__MATERIAL FOR THIS EXERCISE__:
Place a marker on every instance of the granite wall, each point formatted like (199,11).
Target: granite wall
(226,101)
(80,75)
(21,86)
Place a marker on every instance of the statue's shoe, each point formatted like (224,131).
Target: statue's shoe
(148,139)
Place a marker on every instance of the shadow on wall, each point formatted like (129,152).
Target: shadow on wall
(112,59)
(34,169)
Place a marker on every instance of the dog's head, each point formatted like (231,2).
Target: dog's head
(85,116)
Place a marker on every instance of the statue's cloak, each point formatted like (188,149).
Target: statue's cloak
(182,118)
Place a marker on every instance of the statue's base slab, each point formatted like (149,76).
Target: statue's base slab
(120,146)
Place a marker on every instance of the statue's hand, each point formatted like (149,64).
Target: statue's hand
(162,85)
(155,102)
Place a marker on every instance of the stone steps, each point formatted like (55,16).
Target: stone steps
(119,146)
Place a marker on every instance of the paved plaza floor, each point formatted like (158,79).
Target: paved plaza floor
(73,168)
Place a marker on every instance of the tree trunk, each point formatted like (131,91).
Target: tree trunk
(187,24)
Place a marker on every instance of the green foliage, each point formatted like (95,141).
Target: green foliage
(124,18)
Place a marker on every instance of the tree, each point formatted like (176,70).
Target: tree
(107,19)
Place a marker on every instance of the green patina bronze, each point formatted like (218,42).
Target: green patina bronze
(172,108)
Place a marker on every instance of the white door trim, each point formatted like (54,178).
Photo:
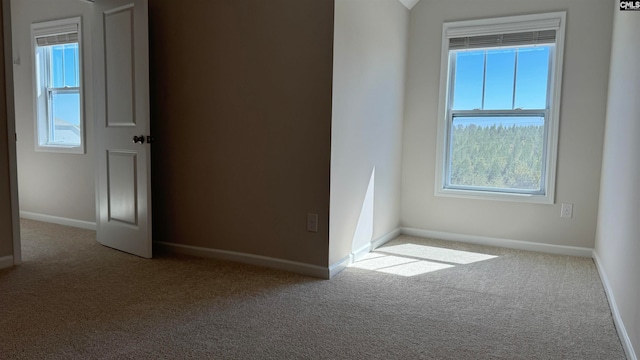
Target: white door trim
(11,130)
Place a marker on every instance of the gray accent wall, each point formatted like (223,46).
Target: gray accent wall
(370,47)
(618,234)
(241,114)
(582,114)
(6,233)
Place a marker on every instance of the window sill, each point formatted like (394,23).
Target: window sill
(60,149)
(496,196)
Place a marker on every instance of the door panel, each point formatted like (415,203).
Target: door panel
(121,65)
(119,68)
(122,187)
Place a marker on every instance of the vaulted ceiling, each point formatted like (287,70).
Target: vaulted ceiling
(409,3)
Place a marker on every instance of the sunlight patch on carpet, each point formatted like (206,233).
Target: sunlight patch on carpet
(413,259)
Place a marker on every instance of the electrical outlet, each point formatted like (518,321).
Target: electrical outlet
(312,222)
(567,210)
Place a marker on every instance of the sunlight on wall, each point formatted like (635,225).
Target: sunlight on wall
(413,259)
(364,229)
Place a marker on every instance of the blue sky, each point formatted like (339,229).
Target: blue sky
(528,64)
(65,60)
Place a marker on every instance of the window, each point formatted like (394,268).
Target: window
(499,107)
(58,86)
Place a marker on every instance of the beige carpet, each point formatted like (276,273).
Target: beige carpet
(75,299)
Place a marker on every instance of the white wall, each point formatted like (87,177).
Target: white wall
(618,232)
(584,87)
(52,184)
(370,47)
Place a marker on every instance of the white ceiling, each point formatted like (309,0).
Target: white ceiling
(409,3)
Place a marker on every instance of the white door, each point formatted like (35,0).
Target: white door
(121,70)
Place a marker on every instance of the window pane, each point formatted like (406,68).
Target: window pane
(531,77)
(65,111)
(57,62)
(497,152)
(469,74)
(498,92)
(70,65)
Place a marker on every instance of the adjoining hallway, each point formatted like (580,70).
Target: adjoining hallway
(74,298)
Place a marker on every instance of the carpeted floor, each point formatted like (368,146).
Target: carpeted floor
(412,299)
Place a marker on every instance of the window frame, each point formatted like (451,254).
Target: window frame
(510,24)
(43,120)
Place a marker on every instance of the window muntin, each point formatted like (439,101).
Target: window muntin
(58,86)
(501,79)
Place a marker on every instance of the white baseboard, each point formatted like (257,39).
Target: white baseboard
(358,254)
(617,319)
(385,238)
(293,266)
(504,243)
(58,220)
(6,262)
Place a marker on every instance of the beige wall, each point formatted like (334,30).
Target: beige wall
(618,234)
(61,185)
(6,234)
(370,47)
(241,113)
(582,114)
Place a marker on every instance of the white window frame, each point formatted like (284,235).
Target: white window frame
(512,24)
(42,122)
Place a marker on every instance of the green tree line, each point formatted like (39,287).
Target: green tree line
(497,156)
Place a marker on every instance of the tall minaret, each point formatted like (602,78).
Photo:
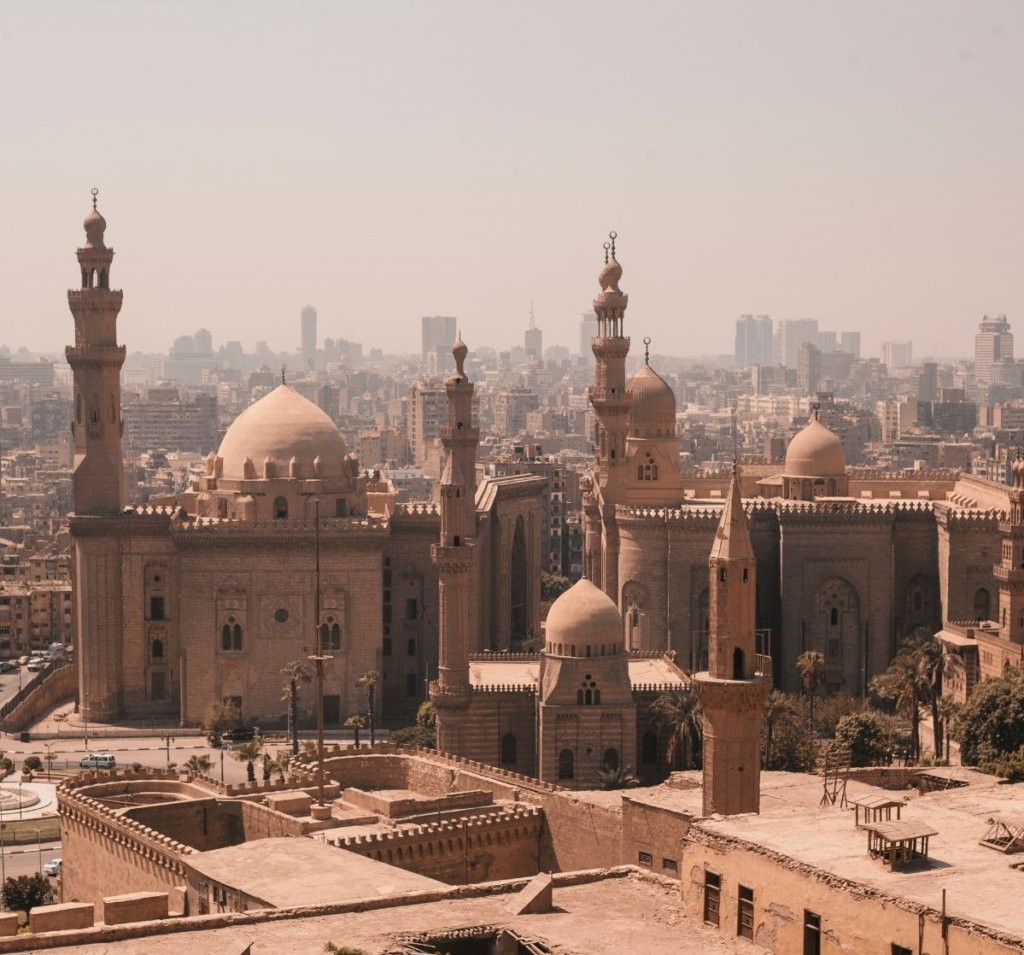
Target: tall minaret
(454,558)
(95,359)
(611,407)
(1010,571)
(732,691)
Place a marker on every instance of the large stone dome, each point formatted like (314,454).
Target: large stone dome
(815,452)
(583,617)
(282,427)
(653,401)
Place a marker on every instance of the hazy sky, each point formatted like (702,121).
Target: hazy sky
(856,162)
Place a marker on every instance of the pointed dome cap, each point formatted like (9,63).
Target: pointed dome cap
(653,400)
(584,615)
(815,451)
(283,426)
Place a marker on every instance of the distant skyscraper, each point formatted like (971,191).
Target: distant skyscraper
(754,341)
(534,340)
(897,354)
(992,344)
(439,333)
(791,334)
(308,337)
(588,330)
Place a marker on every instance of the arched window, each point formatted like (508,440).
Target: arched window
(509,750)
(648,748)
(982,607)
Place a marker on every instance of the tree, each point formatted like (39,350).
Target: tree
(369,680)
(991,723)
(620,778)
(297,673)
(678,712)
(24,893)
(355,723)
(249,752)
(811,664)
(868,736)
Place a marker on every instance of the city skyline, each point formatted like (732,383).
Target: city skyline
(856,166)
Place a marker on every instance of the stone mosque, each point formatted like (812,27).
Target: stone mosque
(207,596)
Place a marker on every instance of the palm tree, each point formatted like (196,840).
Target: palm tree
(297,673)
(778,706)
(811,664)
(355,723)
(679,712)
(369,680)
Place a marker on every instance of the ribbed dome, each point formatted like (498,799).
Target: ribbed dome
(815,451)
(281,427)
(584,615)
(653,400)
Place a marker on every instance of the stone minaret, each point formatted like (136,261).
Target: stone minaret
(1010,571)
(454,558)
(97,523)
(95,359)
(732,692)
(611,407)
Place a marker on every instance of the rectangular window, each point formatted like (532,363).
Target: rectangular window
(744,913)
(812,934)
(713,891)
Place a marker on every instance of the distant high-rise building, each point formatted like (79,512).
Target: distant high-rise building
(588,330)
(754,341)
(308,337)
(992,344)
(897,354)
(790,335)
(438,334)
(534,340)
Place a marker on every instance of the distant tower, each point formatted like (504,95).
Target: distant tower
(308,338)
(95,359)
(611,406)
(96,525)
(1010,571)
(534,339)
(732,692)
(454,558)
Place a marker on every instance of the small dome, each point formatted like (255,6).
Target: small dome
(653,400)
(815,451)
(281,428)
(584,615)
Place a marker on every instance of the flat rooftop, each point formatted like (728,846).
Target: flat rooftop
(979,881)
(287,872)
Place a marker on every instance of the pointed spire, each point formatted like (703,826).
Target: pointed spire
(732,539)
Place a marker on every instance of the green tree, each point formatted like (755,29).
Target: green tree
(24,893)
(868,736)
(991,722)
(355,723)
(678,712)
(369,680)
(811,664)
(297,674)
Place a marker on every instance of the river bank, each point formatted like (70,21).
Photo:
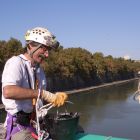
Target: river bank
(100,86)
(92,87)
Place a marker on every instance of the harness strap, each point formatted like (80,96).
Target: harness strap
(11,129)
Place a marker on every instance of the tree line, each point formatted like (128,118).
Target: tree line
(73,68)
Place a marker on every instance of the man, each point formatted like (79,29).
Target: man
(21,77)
==
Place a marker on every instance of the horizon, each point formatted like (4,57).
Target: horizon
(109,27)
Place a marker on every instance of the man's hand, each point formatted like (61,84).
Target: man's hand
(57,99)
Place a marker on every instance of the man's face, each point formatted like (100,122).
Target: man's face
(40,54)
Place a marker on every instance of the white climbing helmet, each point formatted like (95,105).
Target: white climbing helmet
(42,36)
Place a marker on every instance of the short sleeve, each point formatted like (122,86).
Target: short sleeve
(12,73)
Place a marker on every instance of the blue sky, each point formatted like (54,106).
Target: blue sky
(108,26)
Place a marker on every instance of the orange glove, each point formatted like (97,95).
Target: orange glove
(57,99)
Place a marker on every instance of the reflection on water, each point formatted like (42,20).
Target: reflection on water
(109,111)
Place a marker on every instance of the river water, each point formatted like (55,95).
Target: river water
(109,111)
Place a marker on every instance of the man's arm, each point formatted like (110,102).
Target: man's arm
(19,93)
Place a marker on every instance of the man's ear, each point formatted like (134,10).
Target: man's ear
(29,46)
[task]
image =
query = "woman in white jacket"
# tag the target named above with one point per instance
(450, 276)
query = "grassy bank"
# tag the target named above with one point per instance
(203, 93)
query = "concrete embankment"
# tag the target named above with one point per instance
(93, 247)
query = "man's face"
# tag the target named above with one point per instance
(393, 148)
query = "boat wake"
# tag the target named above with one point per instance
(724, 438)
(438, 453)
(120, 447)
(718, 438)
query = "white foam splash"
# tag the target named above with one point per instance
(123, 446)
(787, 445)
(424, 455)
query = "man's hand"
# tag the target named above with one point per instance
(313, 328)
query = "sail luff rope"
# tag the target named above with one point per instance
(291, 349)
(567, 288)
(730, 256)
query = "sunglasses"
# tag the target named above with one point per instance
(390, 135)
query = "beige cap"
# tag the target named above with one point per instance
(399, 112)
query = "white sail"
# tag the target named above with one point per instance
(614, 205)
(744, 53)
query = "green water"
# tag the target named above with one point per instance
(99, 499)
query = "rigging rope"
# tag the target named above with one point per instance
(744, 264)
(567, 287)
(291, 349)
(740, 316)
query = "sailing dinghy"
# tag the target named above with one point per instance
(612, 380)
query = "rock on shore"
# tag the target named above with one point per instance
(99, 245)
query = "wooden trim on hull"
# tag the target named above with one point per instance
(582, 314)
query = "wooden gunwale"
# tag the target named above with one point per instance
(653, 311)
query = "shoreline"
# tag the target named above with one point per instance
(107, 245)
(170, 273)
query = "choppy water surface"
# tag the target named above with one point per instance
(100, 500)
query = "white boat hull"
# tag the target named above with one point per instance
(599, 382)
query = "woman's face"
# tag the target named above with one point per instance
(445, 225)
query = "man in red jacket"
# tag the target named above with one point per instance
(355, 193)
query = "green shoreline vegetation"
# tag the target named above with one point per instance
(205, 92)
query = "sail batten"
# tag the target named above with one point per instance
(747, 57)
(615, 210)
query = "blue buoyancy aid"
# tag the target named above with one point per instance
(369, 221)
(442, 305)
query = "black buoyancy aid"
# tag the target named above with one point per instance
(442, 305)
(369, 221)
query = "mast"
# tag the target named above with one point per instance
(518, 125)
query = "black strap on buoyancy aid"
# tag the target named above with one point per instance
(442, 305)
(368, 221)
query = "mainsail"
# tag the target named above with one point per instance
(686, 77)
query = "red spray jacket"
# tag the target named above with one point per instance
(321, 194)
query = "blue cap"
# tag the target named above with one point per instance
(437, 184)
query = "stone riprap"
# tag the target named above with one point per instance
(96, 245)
---
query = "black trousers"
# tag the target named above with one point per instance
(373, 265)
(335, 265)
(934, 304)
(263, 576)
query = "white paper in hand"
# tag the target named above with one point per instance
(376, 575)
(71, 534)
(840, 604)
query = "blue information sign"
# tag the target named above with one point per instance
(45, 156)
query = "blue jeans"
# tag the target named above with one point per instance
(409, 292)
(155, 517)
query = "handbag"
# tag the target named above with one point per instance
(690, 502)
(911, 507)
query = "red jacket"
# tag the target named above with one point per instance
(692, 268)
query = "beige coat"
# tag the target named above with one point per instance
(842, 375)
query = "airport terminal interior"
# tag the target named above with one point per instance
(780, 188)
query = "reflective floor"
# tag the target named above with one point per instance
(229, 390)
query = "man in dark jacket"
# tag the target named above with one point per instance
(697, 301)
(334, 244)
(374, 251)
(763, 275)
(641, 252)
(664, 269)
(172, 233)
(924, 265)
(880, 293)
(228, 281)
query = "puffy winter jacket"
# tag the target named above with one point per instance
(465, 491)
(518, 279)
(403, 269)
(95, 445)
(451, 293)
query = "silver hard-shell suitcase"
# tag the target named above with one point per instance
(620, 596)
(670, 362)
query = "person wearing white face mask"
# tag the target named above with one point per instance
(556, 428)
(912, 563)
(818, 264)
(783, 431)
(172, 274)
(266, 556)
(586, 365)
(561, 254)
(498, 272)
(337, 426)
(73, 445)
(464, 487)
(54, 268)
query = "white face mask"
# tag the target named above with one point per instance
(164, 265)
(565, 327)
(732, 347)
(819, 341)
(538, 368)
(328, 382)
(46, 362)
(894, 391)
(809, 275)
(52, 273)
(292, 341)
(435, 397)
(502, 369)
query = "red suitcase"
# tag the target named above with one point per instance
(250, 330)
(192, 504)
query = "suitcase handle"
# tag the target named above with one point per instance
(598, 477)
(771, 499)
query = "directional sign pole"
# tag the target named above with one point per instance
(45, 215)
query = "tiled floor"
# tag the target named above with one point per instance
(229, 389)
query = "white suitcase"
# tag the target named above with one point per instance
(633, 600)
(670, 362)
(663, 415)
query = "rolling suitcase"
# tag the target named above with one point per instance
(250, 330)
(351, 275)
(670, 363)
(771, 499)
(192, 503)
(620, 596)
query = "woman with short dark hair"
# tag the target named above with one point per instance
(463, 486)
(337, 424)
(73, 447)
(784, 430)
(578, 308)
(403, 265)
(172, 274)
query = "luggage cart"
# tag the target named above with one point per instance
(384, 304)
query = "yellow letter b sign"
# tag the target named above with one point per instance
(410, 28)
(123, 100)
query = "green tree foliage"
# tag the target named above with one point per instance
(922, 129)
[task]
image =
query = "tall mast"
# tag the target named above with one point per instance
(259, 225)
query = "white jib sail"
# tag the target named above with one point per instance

__WHAT THE EXERCISE ASKS__:
Leaving out all pictures, set down exactly the lines of the material above, from the line with "Target: palm tree" to the line with "Place a marker on every instance of the harness" inclusive, and no others.

__SOLUTION__:
Target: palm tree
(297,673)
(778,706)
(811,664)
(355,723)
(679,712)
(369,680)
Place a marker on every instance of the ribbed dome, each point formatted like (498,799).
Target: ribbed dome
(815,451)
(281,427)
(584,615)
(653,400)
Place a marker on every instance of the stone minaret, each point formatted like (136,261).
Target: stone minaret
(1010,571)
(454,558)
(97,523)
(95,359)
(732,692)
(611,407)
Place a marker on every instance of the rectangular window, each point formatted like (532,363).
Target: rectangular window
(744,913)
(812,934)
(713,891)
Place a marker on every instance of the distant high-rise building, each point formatted like (79,512).
Target: distant high-rise building
(588,330)
(754,341)
(308,337)
(992,344)
(897,354)
(790,335)
(438,334)
(534,340)
Place a marker on every instance of the distant tower, each point formatted like (504,95).
Target: distant tower
(308,338)
(95,359)
(611,406)
(96,525)
(1010,571)
(534,339)
(732,692)
(454,558)
Place a marker on every instance of the small dome, each point formatted like (255,6).
Target: small dome
(653,400)
(815,451)
(281,428)
(584,615)
Place a marker on every instance of the flat rooftop, each point formatted like (728,846).
Target: flat rooftop
(979,881)
(287,872)
Place a marker on every instance of the pointed spire, each point formatted like (703,826).
Target: pointed spire
(732,539)
Place a marker on every instance of the green tree, each point formatted like (755,29).
Target: green tree
(24,893)
(868,736)
(991,722)
(355,723)
(678,712)
(369,680)
(811,664)
(297,674)
Place a marker on every instance of the river bank, each point formatted like (70,21).
Photo:
Target: river bank
(100,86)
(92,87)
Place a marker on every instance of the harness strap, each point formatted like (80,96).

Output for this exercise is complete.